Texto mostrado —

-----

Esta es una pregunta que todos los escritores han recibido alguna vez, y que los periodistas de cultura repiten con monótona persistencia. Como si a un cura se le preguntara por qué reza o por qué cree en Dios. Se escribe porque sí, porque es una necesidad absurda, porque sirve para desahogar la cabeza o la mente de locuras o pensamientos abominables. Se escribe porque se quiere ser famoso o un miserable toda la vida. Se escribe porque no se ama la vida y escribir es una forma de maldecirla y de encontrar un poco de consuelo a tanta precariedad. A veces se escribe porque se ama y otras porque se odia. Rara vez se escribe por el placer de escribir, a no ser que sea un millonario que no tiene en qué ocupar su ocio. Pero son excepciones. Escribir es sinónimo de carencia. Mientras más necesidades tenga un escritor, mejor escribe.
La verdad es que ningún escritor se hace esa pregunta cuando escribe. Pero yo creo que la respuesta más apropiada anda un poco por el lado de sacarse los demonios de la cabeza. Más que los demonios, los seres ajenos que lo pueblan y terminan por quitarle el oxígeno. Se escribe por necesidad de liberación. Y también para dejar algo cuando pasemos a mejor o peor vida. Se escribe para ir acompañado por la vida, para patear la soledad y compartir con los personajes ficticios.
Esta inefable pregunta ha producido cientos de respuestas improvisadas. Ricardo Piglia, que siempre tiene las palabras adecuadas para cualquier ocasión, expresó lo siguiente: “Un escritor escribe para saber qué es la literatura”. Y lo completó con otra reflexión: “La escritura es el lugar donde los borradores de la vida son posibles, tal vez por eso se hace literatura”. Borrador o no, la literatura, y más propiamente la escritura, es sencillamente la forma de decir las cosas de otra manera, diferente al resto de los mortales. Borges no se hacía tantas preguntas y afirmaba que “el arte de leer es tan creador como el de escribir”. En cambio Truman Capote, más realista, aseguraba que “un día comencé a escribir sin saber que me había encadenado de por vida a un noble pero implacable amo. Dios le entrega a uno un don, también le da un látigo; y el látigo es únicamente para autoflagelarse”. Lo que parecía compartir, en ciertos aspectos, Fernando Pessoa al declarar “para mí escribir es despreciarme, pero no puedo dejar de escribir. Escribir es como la droga que me repugna y tomo, el vicio que desprecio y en el que vivo”. Por su parte Barthes, más analítico, aseveraba “escribir es ya organizar el mundo, es ya pensar”.

-----

Tarea a realizar — Prosigue el texto sobre por qué escriben los escritores a partir de su última oración.

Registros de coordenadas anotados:
-----

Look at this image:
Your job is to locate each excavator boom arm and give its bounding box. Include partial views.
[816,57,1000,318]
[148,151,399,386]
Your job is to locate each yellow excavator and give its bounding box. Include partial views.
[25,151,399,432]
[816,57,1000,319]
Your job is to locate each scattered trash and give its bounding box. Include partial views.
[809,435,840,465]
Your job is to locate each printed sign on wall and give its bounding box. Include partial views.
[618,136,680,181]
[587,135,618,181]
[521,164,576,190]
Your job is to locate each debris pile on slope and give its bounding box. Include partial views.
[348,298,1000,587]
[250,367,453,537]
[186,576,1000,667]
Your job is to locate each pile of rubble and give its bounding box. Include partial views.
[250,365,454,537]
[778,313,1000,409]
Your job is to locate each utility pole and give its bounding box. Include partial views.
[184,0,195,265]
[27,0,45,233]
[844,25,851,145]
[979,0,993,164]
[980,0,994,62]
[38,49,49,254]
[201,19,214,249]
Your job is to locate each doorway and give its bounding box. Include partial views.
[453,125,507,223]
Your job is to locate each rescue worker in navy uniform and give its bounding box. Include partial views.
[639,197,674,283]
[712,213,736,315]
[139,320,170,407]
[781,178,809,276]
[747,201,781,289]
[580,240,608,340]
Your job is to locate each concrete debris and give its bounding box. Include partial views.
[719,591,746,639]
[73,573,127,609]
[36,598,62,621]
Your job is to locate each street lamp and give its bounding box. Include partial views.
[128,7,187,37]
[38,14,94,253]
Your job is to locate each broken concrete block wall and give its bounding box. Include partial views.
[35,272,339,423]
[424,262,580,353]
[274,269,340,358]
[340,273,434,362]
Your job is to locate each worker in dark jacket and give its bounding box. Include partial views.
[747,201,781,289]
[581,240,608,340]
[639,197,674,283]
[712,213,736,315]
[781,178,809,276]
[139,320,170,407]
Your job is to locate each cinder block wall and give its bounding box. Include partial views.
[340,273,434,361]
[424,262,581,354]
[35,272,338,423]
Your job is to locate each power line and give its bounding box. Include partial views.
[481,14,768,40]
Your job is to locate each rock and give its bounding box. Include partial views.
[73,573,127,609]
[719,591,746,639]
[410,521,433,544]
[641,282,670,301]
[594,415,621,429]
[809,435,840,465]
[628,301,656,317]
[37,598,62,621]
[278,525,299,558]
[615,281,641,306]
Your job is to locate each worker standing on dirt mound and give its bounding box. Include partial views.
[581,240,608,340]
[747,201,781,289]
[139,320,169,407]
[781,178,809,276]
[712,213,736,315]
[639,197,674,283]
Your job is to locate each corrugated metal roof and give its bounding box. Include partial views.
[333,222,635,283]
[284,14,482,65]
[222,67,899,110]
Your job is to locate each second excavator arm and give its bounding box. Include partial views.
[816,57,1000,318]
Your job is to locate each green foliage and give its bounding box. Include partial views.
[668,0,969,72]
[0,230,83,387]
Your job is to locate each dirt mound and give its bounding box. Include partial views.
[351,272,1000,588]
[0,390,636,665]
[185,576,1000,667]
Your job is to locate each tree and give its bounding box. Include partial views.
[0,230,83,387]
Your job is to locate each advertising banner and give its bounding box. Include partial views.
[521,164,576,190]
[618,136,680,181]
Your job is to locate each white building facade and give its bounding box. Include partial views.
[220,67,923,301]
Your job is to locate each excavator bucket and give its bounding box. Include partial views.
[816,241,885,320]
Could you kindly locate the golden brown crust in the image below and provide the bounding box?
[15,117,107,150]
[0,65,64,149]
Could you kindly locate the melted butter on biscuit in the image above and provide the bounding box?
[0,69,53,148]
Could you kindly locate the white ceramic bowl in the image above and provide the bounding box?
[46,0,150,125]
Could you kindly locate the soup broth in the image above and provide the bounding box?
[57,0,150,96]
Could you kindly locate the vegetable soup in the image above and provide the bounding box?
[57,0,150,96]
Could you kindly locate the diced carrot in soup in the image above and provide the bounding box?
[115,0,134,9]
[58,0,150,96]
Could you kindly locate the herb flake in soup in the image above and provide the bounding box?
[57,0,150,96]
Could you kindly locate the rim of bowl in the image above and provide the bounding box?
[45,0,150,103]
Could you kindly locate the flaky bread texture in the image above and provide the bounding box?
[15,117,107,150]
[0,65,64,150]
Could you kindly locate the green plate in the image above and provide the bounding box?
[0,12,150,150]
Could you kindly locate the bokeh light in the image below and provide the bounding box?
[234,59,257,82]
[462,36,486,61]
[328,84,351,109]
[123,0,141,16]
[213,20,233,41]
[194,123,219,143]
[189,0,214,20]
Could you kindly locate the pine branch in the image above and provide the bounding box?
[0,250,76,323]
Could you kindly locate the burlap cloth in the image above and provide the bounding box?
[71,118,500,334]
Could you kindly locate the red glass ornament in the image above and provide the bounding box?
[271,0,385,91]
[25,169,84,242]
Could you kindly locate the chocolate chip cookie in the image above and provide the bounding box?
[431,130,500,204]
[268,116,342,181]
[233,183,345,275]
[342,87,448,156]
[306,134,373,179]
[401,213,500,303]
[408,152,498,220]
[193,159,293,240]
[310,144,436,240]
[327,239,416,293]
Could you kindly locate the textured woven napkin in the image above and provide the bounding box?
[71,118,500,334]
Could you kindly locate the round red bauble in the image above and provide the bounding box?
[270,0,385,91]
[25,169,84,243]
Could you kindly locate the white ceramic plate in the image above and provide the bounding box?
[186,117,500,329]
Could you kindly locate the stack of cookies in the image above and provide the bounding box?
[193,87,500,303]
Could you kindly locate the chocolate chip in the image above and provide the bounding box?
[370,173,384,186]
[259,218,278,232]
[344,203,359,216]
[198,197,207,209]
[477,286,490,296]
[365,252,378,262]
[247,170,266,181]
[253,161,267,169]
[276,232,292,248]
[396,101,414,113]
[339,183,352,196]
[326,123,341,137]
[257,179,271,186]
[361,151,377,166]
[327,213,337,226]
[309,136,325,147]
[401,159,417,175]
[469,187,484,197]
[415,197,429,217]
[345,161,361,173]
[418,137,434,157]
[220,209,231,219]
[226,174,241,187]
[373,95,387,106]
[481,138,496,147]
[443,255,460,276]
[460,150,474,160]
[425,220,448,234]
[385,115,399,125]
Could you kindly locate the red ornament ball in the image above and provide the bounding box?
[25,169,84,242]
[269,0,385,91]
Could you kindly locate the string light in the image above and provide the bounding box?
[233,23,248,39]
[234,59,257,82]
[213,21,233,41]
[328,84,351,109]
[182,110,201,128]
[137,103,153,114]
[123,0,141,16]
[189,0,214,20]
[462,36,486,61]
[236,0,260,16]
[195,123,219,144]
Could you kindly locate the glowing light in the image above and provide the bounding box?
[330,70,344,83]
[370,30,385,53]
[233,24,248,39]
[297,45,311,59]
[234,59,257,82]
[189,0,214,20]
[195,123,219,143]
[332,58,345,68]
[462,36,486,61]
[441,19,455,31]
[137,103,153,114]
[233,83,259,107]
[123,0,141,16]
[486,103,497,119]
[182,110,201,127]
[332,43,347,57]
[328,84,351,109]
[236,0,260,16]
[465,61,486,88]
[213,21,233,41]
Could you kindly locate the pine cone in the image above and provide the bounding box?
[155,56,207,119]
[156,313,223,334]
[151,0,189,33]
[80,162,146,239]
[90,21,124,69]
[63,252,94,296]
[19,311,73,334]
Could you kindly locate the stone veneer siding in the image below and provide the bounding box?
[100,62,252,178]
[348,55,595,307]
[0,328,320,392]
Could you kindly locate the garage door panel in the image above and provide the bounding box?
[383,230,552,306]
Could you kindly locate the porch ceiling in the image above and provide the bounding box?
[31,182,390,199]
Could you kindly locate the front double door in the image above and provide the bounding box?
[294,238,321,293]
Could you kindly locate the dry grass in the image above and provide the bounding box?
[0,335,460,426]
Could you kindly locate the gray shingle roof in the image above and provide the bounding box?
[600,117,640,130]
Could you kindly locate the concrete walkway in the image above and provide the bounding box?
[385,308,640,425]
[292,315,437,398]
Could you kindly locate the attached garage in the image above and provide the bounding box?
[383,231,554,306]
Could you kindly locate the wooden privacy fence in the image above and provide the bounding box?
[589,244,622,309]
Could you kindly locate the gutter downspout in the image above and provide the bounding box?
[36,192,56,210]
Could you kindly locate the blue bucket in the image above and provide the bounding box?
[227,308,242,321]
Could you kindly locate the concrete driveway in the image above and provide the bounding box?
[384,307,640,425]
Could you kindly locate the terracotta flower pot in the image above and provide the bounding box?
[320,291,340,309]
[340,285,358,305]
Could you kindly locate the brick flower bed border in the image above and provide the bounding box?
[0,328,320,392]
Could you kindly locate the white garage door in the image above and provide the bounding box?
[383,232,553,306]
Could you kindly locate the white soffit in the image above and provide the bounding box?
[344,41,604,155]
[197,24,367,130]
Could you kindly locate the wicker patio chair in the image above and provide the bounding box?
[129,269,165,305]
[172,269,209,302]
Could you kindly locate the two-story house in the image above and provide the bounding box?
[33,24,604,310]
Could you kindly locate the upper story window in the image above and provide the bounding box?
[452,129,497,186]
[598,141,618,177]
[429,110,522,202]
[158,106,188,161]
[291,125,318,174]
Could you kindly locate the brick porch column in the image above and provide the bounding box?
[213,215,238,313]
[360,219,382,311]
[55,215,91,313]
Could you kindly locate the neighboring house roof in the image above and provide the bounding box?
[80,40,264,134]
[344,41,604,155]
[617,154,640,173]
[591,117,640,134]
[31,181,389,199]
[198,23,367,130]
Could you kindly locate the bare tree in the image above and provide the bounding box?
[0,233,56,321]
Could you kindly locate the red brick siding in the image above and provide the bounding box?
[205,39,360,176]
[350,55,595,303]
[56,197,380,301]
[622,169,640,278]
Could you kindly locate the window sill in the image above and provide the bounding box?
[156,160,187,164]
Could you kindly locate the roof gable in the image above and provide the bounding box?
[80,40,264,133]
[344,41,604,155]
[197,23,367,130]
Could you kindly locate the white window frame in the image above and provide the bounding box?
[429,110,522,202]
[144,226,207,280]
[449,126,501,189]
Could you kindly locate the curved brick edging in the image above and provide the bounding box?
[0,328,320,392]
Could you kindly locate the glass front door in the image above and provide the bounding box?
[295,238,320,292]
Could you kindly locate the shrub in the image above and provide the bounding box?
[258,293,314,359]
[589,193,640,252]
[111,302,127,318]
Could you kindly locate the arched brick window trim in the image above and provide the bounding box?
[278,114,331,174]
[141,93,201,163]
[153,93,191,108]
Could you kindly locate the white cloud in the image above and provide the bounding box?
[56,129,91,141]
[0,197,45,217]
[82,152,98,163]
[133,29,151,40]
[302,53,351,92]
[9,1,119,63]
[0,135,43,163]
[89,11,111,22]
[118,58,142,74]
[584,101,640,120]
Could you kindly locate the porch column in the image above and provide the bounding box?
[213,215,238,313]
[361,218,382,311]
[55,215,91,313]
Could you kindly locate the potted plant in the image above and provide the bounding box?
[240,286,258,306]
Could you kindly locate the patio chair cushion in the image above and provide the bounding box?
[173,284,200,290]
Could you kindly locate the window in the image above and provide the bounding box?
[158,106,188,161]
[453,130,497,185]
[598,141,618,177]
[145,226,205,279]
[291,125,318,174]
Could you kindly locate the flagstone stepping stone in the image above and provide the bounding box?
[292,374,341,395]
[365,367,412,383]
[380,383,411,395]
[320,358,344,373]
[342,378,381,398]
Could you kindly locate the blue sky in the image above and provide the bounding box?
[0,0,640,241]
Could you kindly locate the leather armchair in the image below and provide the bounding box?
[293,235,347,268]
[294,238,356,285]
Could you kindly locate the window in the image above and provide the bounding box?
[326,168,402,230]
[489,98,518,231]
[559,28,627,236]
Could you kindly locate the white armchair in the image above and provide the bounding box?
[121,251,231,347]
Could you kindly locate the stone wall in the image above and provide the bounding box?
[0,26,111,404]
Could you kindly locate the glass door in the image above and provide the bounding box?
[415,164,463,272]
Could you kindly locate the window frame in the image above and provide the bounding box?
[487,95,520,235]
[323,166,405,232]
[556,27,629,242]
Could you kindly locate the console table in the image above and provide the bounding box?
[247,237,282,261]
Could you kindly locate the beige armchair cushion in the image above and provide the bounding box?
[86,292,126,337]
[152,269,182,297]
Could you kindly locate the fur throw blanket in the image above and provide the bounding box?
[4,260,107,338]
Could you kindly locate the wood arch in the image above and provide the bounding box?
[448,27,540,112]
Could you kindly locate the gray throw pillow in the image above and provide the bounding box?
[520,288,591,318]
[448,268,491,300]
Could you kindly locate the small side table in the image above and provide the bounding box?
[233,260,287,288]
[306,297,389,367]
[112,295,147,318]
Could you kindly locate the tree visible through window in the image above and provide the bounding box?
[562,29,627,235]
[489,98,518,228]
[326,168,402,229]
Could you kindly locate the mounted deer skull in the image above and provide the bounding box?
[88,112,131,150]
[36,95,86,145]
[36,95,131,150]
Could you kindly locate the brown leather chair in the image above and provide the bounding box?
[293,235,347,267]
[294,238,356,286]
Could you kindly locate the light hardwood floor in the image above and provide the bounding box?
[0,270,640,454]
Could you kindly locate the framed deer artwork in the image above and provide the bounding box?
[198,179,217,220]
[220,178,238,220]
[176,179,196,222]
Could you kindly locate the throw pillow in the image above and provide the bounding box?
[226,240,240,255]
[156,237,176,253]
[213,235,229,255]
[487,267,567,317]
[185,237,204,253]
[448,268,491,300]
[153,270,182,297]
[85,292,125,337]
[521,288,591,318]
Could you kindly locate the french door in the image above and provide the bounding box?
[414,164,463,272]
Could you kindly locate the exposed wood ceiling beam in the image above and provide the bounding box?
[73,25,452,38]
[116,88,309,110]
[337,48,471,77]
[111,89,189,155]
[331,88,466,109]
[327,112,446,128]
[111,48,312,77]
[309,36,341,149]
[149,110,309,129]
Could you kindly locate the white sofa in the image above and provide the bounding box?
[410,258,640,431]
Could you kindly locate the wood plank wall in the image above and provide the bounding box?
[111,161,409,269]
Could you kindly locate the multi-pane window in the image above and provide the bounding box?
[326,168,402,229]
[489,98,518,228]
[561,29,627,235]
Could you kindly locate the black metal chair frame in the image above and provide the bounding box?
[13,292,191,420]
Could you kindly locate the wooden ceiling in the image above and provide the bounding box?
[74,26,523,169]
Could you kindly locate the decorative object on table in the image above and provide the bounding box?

-----

Resultado del ejercicio —
En general la reflexión de los escritores sobre el futuro de la literatura es más bien pesimista. En cierta oportunidad, se le consultó a Maurice Blanchot qué dirección estaba tomando la literatura y respondió: “¿Hacia dónde va la literatura? Va hacia sí misma, hacia su esencia que es la desaparición”. Lo que parecía corroborar Beckett: “La escritura me ha llevado al silencio”.
Henry Miller, que era un pesimista perpetuo y a la vez un hedonista sin remedio, decía que “cuando más se escribe, menos estimulan los libros. Se lee para corroborar, o sea para gozar los propios pensamientos expresados en multiformes maneras por los demás”. No es una mala interpretación. Porque los escritores leen a sus contemporáneos con una suerte de resentimiento, como la mirada del atleta al resto de sus adversarios. El canon de los escritores se transforma en una lápida que aplasta a muchos nuevos creadores que mueren en el intento. “De todos los enemigos de la literatura, el éxito es el más insidioso”, cavilaba Cyril Connelly. Pero Enrique Lihn no pensaba lo mismo: “Pero escribí y me muero por mi cuenta, porque escribí porque escribí estoy vivo”.
Pero el mayor problema es que la gente lee cada vez menos. La televisión, Internet y todo ese mundo tecnológico ha dejado a los escritores huérfanos. Se escribe para sí mismo o para un par de colegas de buena voluntad que lo lean y den su opinión. Chile ocupaba el segundo lugar en el consumo de libros en Latinoamérica; ahora ocupa el último. España es el cuarto país con mayor edición de libros después de EE.UU., Alemania y Japón. El año 2009 editó 76 mil títulos y posee ocho mil bibliotecas. Ese mismo año se publicaron en el planeta cien millones de libros. Pero lo que resulta paradójico y hasta risible, después de comprobar estas cifras, es la capacidad que tiene el ser humano culto para consumir tal producción. Un lector, leyendo cada cuatro días un libro de cien páginas, al cabo de una vida de lectura (aproximadamente 65 años), sólo podría leer la insignificancia de 5.931 libros.
¿Por qué escribe?, seguirán preguntando los jóvenes periodistas y los escritores continuarán improvisando: porque no sé hacer otra cosa, porque si no escribo me muero, para llegar al grado cero de la literatura y desaparecer, para ser feliz o más desgraciado, para torturarme sin motivo, para driblear a la muerte que me acecha en cada página en blanco... En fin, para ser un poco más humano cada día en este mundo, aportaría yo, con inmoderada modestia.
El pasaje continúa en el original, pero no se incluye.